▶ _MATERIAL FOR THIS TASK_:
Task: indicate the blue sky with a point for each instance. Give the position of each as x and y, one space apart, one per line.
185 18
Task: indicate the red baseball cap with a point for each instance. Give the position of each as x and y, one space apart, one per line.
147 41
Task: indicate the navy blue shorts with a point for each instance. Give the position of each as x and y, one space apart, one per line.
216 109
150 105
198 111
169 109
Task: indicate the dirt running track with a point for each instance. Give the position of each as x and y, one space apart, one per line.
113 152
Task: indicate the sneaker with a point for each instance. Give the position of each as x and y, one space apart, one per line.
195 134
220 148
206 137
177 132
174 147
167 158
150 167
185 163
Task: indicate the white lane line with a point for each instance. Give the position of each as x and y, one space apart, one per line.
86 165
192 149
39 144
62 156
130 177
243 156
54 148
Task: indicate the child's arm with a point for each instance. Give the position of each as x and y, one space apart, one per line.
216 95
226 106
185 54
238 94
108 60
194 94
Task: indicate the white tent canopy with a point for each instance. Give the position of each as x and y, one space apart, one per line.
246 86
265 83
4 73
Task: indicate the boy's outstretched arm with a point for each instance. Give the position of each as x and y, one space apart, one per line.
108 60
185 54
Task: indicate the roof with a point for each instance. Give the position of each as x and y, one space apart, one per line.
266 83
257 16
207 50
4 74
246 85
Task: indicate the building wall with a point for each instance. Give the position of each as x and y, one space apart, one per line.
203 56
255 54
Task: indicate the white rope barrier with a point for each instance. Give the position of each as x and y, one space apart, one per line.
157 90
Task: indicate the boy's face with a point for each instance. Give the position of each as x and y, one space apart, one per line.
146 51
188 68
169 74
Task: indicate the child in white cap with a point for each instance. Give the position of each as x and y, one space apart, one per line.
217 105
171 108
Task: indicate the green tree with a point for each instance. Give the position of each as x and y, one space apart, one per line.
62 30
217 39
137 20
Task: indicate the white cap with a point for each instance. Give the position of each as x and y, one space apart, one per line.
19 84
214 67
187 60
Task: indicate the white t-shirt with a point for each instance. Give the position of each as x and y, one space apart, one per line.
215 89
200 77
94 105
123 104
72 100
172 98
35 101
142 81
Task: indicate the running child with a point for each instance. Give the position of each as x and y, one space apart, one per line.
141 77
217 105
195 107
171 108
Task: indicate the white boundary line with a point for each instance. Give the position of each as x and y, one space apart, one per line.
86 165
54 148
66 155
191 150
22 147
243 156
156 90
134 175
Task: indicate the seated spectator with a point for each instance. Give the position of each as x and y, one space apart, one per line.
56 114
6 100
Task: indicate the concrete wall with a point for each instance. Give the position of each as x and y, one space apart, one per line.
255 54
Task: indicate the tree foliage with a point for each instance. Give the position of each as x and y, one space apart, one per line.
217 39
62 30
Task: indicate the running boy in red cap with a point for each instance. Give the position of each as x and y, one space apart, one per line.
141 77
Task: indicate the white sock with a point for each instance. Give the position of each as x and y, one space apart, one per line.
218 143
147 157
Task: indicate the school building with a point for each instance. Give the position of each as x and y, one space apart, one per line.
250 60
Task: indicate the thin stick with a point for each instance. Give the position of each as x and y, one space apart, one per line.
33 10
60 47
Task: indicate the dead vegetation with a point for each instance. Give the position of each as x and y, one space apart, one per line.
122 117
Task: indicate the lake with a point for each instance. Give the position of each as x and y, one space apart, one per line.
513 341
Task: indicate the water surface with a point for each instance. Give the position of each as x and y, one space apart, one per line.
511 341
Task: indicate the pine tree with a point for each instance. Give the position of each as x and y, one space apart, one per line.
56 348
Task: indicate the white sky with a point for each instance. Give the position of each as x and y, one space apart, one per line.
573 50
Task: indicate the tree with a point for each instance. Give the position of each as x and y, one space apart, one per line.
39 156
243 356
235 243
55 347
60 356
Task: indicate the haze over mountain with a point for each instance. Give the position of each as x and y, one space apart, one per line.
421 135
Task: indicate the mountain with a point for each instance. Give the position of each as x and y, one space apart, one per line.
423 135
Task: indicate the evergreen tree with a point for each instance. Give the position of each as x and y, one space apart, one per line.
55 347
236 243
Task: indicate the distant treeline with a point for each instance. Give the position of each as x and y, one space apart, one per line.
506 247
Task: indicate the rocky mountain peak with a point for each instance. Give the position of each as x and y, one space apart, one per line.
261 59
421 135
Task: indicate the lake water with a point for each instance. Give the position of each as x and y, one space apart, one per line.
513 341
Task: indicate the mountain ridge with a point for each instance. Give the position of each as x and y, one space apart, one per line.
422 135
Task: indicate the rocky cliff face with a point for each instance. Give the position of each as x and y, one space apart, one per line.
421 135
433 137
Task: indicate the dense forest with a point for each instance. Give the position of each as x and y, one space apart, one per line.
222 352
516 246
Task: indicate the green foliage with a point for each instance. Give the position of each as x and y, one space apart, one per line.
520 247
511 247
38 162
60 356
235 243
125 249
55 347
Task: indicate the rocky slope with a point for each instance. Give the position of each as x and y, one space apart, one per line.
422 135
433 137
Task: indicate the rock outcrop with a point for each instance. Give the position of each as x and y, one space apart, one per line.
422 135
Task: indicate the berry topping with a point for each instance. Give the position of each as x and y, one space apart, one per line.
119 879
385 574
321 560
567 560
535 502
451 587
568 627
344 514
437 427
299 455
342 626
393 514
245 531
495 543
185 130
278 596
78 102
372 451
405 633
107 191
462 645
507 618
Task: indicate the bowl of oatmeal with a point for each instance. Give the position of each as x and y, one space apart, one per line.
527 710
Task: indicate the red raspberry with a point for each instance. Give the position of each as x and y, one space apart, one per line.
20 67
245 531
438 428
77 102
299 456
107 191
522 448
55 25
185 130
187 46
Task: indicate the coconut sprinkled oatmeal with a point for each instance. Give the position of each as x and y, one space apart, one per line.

▶ _WRITTEN PROBLEM_:
Make an exact copy of the records.

▶ _ANSWER TO THE EXERCISE_:
Task: indicate the blue sky with a point for each instance. Give the position of each as x and y, one space apart, one per line.
185 18
Task: indicate the red baseball cap with a point for each instance. Give the position of each as x and y, one space apart, one per line.
147 41
Task: indicate the navy blue shorts with a point for each instance. Give the position of each as x and y, one space apart, one per line.
216 109
150 105
198 111
169 109
Task: indicate the dirt running track with a point for each instance. Give the position of each as x and y, one space apart, one per line.
113 152
Task: indicate the sneaker with a point for each instance. Give the position of each as x and y, one space apart, one per line.
195 134
220 148
206 137
177 132
174 147
167 158
150 167
185 163
Task: indicate the white lane line with a point for each instance. Give the position of each as x and y, one space apart, one per line.
86 165
192 149
39 144
62 156
130 177
243 156
54 148
Task: indicate the child's arm with a point for each instance. Give the position of each as x and y, one space apart, one per line.
216 95
226 106
185 54
238 94
108 60
194 94
Task: indicate the white tent canopy with a point for each instance. Give the position of each as x and y, one space apart, one per line.
246 86
265 83
4 73
Task: indicate the boy's outstretched arm with a point for each instance. Give the position of each as x and y, one space apart, one per line.
108 60
185 54
Task: indicate the roof with a point for each instance. Give the position of each as x and y, one space apart, one per line.
266 83
257 16
207 50
4 74
246 85
Task: indicate the building wall with a point for each instance. Give the position of each as x and y, one space apart, one per line.
203 56
255 54
Task: indicate the white rope barrier with a point for each instance. Give the position of each as x and y, one space apart, one per line.
157 90
Task: indicate the boy's face with a point for each instance. Give the position of each as x and y, one space apart, one per line.
146 51
188 68
169 74
Task: indicate the child in white cap with a point for each instance. Give the position of each as x and y, one space apart, one per line.
217 105
171 108
Task: indicate the green tree with a point for each instance. Give the position of each as x and y, one space apart, one per line.
62 30
217 39
137 20
Task: indicate the white cap with a point for each instance. Give the position of each as x and y, one space apart, one per line.
19 84
214 67
187 60
Task: indicate the white t-shirt with a point for each instance. Give the position of each as x and y, one space apart, one per line.
215 89
200 77
94 105
123 104
72 100
172 98
35 101
142 81
Task: indicate the running child with a point for each instance. Give the position of each as x and y, one space apart, one per line.
141 77
217 105
195 107
171 108
Task: indicate the white boundary line with a point for each instance. Give the position of each as x and y, one space apart, one per line.
86 165
54 148
66 155
191 150
22 147
243 156
156 90
134 175
Task: indicate the seated spectator with a point for each instance. Give the position of each as x and y, one space apart, one per line.
56 114
6 100
Task: indicate the concrete wall with a point for each instance. Give the position of each as x and y, one space apart, one per line.
255 54
Task: indicate the tree foliage with a point for each instance. Give the position of each as x and y, one space apart, one per line.
217 39
62 30
Task: indicate the running boy in red cap with a point for each instance. Give the position of each as x and y, one space apart, one per line.
141 77
Task: indicate the white sock with a point for each instance. Give the position of each as x and y, one space apart, one per line.
218 143
147 157
Task: indicate the school building with a point for each instance. Give the position of each as x and y, one space apart, one per line.
250 60
Task: indicate the thin stick with a point for each instance. Give the position of each as x and y, one space apart, one per line.
33 10
60 47
Task: indicate the dead vegetation with a point for each instance. Give the position of each as x and y, one space apart, one per line.
122 117
Task: indicate the lake with a point for each instance. Give the position of each as x and y, one space apart, one per line.
513 341
Task: indicate the water surface with a point for each instance. Give the position of each as x and y, one space apart, one per line.
511 341
Task: indicate the pine tree with a point for each instance. Give the position of each as x and y, one space apart, one per line.
56 348
Task: indicate the white sky with a point for each instance. Give the position of each as x and y, one space apart, one per line.
573 50
Task: indicate the tree with a point for each instance. Give the position of each as x and y, one space apart, one per line.
39 156
243 356
235 243
55 347
60 356
Task: indicate the haze over mountain with a point for each instance. Give the position of each as x and y, one space apart, one per line.
421 135
Task: indicate the mountain with a point for each instance. Give the position of each as x and y, one space apart, one per line.
423 135
Task: indicate the evergreen tree with a point for each instance. Give the position of each as x and y, one space apart, one per line.
55 347
236 243
Task: indicate the distant treeline with a point for each instance. Give the position of each as x and y, one space apart, one per line.
506 247
Task: indicate the rocky mountain peak with a point for each instance. Give the position of each as x and y, one space apart, one per line.
261 59
421 135
Task: indicate the lake water with a point for each instance. Give the position of each as x and y, one space apart, one per line.
513 341
Task: indicate the mountain ridge with a point for each instance. Give the position of each as x and y, one space apart, one per line.
422 135
Task: indicate the rocky cliff face with a point for each instance. Give the position of each as x and y, one space apart, one per line.
421 135
433 137
Task: indicate the dense forest with a point for each instance. Give the position of each as x and y, one space apart, one per line.
222 352
516 246
Task: indicate the green foliage with a point for each instance. Give the position of each as x and y, one space apart, one per line.
520 247
511 247
38 162
60 356
235 243
125 249
55 347
Task: indicate the rocky slope with a point for each instance. Give the position of each as x and y, one space apart, one per line.
422 135
433 137
Task: indicate the rock outcrop with a point for each instance. Give the position of each as x and y, one space apart, one per line.
422 135
Task: indicate the berry topping with a point for each instance. Give the position of each as x and y, one space apart, one per line.
119 879
385 574
321 560
567 560
535 502
451 587
568 627
344 514
437 427
299 455
342 626
393 514
245 531
495 543
185 130
278 596
78 102
372 451
405 633
107 191
462 645
507 618
Task: indicate the bowl of oatmeal with a point for each instance. Give the position of each as x and y, one space apart, one per line.
527 710
Task: indicate the red raspberry with a point for each instance. Give the position of each as x and y, one space apart, one per line.
20 67
245 531
438 428
77 102
299 456
107 191
522 448
55 25
185 130
187 46
Task: indicate the coconut sprinkled oatmeal with a point for each instance. Give the position of each as x and y, one space apart, one per line.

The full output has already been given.